# Exercise details:
Copy the material below word for word, from start to finish, leaving out the pictures.

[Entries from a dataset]
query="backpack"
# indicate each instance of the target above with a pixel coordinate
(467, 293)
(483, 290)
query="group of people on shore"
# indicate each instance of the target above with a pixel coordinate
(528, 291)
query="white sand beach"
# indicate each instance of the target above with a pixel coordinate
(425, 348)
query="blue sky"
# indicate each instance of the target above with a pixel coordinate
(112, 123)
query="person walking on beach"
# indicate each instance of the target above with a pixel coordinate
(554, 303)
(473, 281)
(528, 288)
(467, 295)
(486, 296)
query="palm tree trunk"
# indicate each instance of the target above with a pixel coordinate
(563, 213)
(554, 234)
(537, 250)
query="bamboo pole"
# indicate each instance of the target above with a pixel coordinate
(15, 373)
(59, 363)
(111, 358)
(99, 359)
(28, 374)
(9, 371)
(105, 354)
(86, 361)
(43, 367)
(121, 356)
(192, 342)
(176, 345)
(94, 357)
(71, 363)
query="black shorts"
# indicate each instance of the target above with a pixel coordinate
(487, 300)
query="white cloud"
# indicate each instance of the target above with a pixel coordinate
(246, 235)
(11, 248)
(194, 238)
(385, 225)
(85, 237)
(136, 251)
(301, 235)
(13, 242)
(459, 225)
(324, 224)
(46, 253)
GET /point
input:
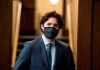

# The completed task:
query="backpack"
# indicate each instance of the target above with a pixel coordinate
(467, 293)
(483, 290)
query="group of people on shore"
# indicate each instance of the target above with a pixel coordinate
(528, 291)
query="white sand beach"
# indicate each instance of the target above with a pixel coordinate
(425, 348)
query="blue sky"
# indicate each instance of the target above with a pixel coordinate
(112, 123)
query="person walking on beach"
# indicate each instance of the target above with a pixel coordinate
(554, 303)
(473, 281)
(528, 288)
(467, 295)
(486, 296)
query="palm tree trunk"
# indicate each instance of the target above with a pixel coordinate
(563, 213)
(554, 234)
(537, 250)
query="bamboo pole"
# indicate each instance of the target above with a pixel coordinate
(15, 373)
(59, 363)
(111, 358)
(99, 359)
(28, 374)
(9, 371)
(105, 354)
(86, 361)
(43, 367)
(121, 356)
(192, 342)
(176, 345)
(94, 357)
(71, 363)
query="black shorts"
# indicate each instance of the target above with a pixel coordinate
(487, 300)
query="white cloud"
# indicate each instance of the target above with a pixel coordinate
(246, 235)
(11, 248)
(194, 238)
(385, 225)
(85, 237)
(136, 251)
(301, 235)
(13, 242)
(459, 225)
(324, 224)
(46, 253)
GET /point
input:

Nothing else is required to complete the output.